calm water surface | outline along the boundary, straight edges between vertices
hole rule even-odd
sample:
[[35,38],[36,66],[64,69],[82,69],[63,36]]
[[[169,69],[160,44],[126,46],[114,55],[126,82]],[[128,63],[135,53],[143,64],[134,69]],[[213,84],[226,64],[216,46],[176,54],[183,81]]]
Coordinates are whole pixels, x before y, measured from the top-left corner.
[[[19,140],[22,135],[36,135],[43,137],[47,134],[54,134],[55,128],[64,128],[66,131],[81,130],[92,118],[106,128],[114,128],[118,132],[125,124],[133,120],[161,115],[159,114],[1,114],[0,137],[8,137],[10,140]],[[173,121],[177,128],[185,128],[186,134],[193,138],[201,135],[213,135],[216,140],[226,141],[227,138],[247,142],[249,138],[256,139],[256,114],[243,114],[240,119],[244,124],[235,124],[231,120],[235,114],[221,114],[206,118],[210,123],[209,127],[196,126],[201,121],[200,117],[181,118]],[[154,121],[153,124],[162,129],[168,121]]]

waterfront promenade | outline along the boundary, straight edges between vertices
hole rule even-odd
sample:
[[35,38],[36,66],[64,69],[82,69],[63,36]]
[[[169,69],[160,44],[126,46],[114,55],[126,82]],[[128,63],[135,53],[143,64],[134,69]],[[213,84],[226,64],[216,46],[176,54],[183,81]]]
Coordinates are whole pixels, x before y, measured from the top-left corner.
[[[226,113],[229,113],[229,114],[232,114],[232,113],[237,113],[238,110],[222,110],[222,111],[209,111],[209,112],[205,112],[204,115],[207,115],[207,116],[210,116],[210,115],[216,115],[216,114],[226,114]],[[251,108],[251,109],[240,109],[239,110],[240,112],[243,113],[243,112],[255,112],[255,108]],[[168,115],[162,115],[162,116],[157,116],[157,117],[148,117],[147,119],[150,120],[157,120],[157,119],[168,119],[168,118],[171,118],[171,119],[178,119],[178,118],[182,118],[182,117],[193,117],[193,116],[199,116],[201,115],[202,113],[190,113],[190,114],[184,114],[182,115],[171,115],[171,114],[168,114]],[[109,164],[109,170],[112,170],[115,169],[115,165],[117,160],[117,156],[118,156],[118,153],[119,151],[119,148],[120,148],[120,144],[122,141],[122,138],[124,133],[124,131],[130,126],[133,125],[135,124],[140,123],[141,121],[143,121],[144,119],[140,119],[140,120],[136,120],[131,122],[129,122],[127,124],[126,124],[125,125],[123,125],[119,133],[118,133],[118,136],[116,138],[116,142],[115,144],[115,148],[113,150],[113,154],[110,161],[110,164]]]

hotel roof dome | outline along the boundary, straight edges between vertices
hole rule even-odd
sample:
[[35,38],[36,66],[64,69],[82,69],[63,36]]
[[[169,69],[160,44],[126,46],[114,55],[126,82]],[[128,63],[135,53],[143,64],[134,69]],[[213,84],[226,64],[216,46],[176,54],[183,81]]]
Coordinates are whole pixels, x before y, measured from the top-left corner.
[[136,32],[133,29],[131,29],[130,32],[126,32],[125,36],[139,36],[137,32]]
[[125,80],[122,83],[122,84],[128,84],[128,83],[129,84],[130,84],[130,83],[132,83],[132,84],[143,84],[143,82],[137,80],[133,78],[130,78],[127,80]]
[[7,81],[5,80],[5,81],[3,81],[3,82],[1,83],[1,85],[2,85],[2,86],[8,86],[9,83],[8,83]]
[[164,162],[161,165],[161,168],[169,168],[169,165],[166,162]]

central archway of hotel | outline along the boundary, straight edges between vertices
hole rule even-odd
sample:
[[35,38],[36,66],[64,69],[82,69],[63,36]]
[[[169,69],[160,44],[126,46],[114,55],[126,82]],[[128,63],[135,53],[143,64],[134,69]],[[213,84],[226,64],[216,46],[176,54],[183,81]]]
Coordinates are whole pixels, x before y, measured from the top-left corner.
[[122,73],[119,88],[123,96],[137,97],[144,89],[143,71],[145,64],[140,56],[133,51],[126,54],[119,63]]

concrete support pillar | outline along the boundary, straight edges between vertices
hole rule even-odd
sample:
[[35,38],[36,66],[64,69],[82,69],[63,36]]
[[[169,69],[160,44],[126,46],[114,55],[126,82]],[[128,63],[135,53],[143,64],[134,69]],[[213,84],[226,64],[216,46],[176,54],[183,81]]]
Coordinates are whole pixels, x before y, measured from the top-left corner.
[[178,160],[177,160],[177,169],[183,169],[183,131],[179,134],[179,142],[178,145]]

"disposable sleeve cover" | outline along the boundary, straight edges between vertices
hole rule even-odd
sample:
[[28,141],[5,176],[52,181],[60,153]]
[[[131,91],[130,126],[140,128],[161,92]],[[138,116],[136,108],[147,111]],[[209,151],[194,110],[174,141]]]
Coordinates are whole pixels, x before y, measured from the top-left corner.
- - - - - - -
[Work to complete] Please reproduce every line of the material word for word.

[Response]
calm water surface | outline along the boundary, straight edges between vertices
hole rule even-odd
sample:
[[35,38],[36,66],[64,69],[82,69],[63,36]]
[[[169,69],[160,44],[126,46],[114,55],[126,82]],[[128,63],[135,53],[143,64],[134,69]],[[213,84],[226,64],[216,46],[176,54],[183,81]]]
Coordinates are whole pixels, x before y, measured from the top-left corner.
[[[19,140],[22,135],[36,135],[43,137],[47,134],[54,134],[55,128],[64,128],[66,131],[81,130],[92,118],[106,128],[114,128],[118,132],[125,124],[133,120],[161,115],[159,114],[1,114],[0,137],[8,137],[10,140]],[[173,121],[177,128],[185,128],[186,134],[193,138],[201,135],[213,135],[216,140],[226,141],[227,138],[247,142],[249,138],[256,139],[256,114],[243,114],[240,119],[244,124],[235,124],[231,120],[235,114],[221,114],[206,118],[210,123],[209,127],[196,126],[201,121],[200,117],[181,118]],[[154,121],[153,124],[162,129],[168,121]]]

waterfront promenade | outline along the boundary, straight edges between vertices
hole rule even-odd
sample:
[[35,38],[36,66],[64,69],[82,69],[63,36]]
[[[169,69],[160,44],[126,46],[114,55],[126,82]],[[128,63],[135,53],[143,64],[134,69]],[[213,84],[226,64],[216,46],[176,54],[183,81]]]
Coordinates are whole pixels, x before y, measured from the top-left corner.
[[[226,113],[229,113],[229,114],[232,114],[232,113],[237,113],[238,110],[222,110],[222,111],[209,111],[209,112],[205,112],[204,115],[207,115],[207,116],[210,116],[210,115],[216,115],[216,114],[226,114]],[[251,108],[251,109],[240,109],[239,110],[240,112],[243,113],[243,112],[255,112],[255,108]],[[168,115],[162,115],[162,116],[157,116],[157,117],[148,117],[147,119],[150,120],[157,120],[157,119],[168,119],[168,118],[171,118],[171,119],[178,119],[178,118],[182,118],[182,117],[193,117],[193,116],[199,116],[201,115],[202,113],[190,113],[190,114],[184,114],[182,115],[171,115],[171,114],[168,114]],[[109,164],[109,170],[112,170],[115,169],[115,165],[117,160],[117,156],[118,156],[118,153],[119,151],[119,148],[120,148],[120,144],[122,141],[122,138],[124,133],[124,131],[130,126],[133,125],[135,124],[140,123],[141,121],[143,121],[144,119],[140,119],[140,120],[136,120],[131,122],[129,122],[127,124],[126,124],[125,125],[123,125],[119,133],[118,133],[118,136],[116,138],[116,142],[115,144],[115,148],[113,150],[113,154],[110,161],[110,164]]]

hotel roof dome | outline along the boundary, straight edges between vertices
hole rule even-odd
sample:
[[35,38],[36,66],[64,69],[82,69],[63,36]]
[[[169,69],[160,44],[126,46],[114,55],[126,82]],[[128,63],[135,53],[143,64],[134,69]],[[213,84],[226,64],[216,46],[176,54],[183,81]]]
Coordinates are whole pixels, x before y, measured from the top-left corner.
[[136,32],[133,29],[131,29],[130,32],[126,32],[125,36],[139,36],[137,32]]
[[125,80],[122,83],[122,84],[128,84],[128,83],[129,84],[130,84],[130,83],[132,83],[132,84],[143,84],[143,82],[137,80],[133,78],[130,78],[127,80]]
[[7,81],[5,80],[5,81],[3,81],[3,82],[1,83],[1,85],[2,85],[2,86],[8,86],[9,83],[8,83]]
[[164,162],[161,165],[161,168],[169,168],[169,165],[166,162]]

central archway of hotel | outline along the boundary, straight edges between vertices
hole rule even-odd
sample:
[[35,38],[36,66],[64,69],[82,69],[63,36]]
[[[169,69],[160,44],[126,46],[114,55],[126,82]],[[128,63],[135,53],[143,64],[134,69]],[[213,84],[226,64],[216,46],[176,54],[183,81]]]
Coordinates are whole pixels, x before y, measured from the top-left corner.
[[122,73],[119,88],[123,96],[137,97],[144,89],[143,71],[145,64],[140,56],[133,51],[126,54],[119,63]]

concrete support pillar | outline along the boundary, straight edges between vertices
hole rule even-odd
sample:
[[35,38],[36,66],[64,69],[82,69],[63,36]]
[[[169,69],[160,44],[126,46],[114,55],[126,82]],[[128,63],[135,53],[143,64],[134,69]],[[213,84],[226,64],[216,46],[176,54],[183,81]]]
Coordinates are whole pixels, x before y, measured from the top-left corner.
[[178,160],[177,160],[177,169],[183,169],[183,131],[179,134],[179,142],[178,145]]

"disposable sleeve cover" | outline along the boundary, straight edges between vertices
hole rule even-odd
sample:
[[28,141],[5,176],[52,181],[60,153]]
[[[131,91],[130,126],[140,128],[161,92]],[[138,116],[136,108],[147,111]],[[209,151],[194,110],[174,141]]]
Coordinates are whole pixels, x before y, measured from the top-left corner.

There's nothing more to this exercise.